What you are asked to do ▸
What you hand back must match the records word for word, with no pictures.
*** Opening of Data to process ***
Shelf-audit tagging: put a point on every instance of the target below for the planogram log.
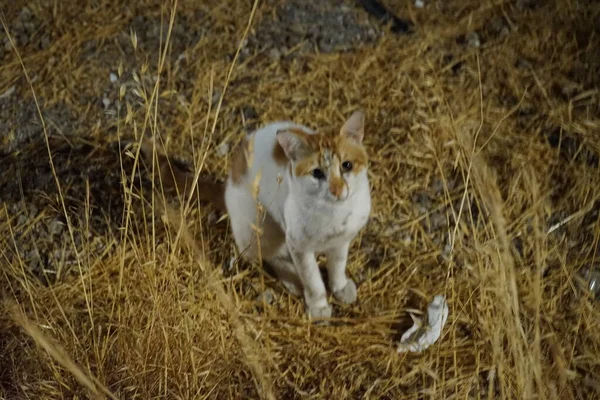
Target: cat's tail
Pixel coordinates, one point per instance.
(176, 176)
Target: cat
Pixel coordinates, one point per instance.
(308, 193)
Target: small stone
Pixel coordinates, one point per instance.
(223, 149)
(216, 97)
(46, 42)
(473, 39)
(8, 92)
(25, 13)
(55, 227)
(275, 54)
(21, 220)
(249, 113)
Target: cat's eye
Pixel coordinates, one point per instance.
(317, 173)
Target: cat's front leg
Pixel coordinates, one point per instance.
(315, 294)
(343, 288)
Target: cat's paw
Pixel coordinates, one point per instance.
(347, 294)
(293, 288)
(319, 312)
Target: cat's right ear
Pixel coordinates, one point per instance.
(293, 143)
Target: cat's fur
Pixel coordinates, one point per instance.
(301, 212)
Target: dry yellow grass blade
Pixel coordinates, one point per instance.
(482, 131)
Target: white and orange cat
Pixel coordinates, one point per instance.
(314, 197)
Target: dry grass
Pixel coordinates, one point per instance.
(466, 184)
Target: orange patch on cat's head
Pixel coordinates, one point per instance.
(331, 151)
(321, 150)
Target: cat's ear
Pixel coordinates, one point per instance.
(354, 127)
(293, 143)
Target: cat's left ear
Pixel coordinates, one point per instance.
(354, 127)
(293, 143)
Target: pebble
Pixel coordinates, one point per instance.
(223, 149)
(8, 92)
(275, 54)
(473, 39)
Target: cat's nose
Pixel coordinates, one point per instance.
(336, 187)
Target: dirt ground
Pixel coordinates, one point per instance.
(483, 134)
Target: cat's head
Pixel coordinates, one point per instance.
(327, 166)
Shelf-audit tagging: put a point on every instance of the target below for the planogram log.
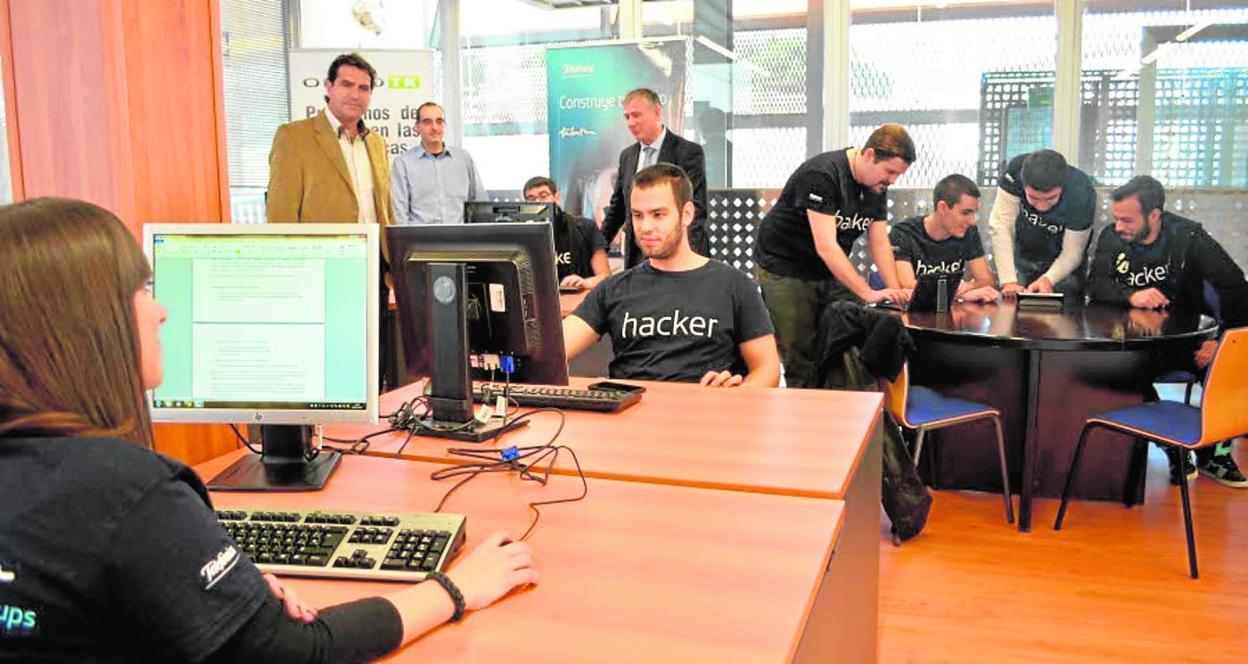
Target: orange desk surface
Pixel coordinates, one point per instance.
(791, 442)
(568, 302)
(632, 573)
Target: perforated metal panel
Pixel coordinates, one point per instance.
(1201, 132)
(733, 217)
(780, 86)
(504, 85)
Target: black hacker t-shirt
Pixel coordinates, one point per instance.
*** Close of Data to process ***
Solution to the problem ▸
Shelf-audit tagging: put a point on every instance of the target below for the planogram log.
Target: cat's tail
Pixel coordinates, one point per instance.
(176, 176)
Target: cat
Pixel coordinates, one point per instance.
(308, 193)
Target: small stone
Pixel coordinates, one point per instance.
(223, 149)
(216, 97)
(46, 42)
(473, 39)
(8, 92)
(25, 13)
(55, 227)
(275, 54)
(21, 220)
(249, 113)
Target: cat's eye
Pixel coordinates, one point per instance.
(317, 173)
Target: cat's front leg
Pixel coordinates, one point per instance.
(315, 294)
(343, 288)
Target: cat's paw
Pixel coordinates, one point per instance.
(347, 294)
(293, 288)
(319, 312)
Target: cat's right ear
Pixel coordinates, one point per instance.
(293, 143)
Target: cat's fur
Pixel coordinates, one point per instance.
(301, 212)
Target: dry yellow grass blade
Pixel coordinates, one point per instance.
(482, 131)
Target: white and orange cat
Pixel coordinates, one point per instance.
(314, 197)
Target: dry grass
Pixel coordinates, one point per instance.
(466, 184)
Target: orange patch on cat's head
Pixel coordinates, one point per instance.
(331, 151)
(321, 150)
Target: cat's ear
Pixel coordinates, one point per instance.
(354, 127)
(293, 143)
Target: cat's left ear
Pixel coordinates, one point per instance.
(354, 127)
(293, 143)
Target: pebble
Pixel coordinates, one point per instance.
(223, 149)
(8, 92)
(275, 54)
(473, 39)
Target: cat's nose
Pixel coordinates, one point per instance.
(336, 187)
Target: dirt ground
Pixel coordinates, one point per instance.
(483, 134)
Target: cat's head
Pixel coordinates, one point per instance.
(327, 166)
Shelf-audit tagging: put a point on every instance of the target below for the planogram log.
Target: orange desk surface
Pixel coordinates, one point per instance.
(791, 442)
(568, 302)
(632, 573)
Target: perforated metal panel
Pixel coordinates, one point per instance.
(1201, 132)
(733, 217)
(780, 86)
(504, 85)
Target: black hacker t-shirt
Pixel coordinates, one point per instance.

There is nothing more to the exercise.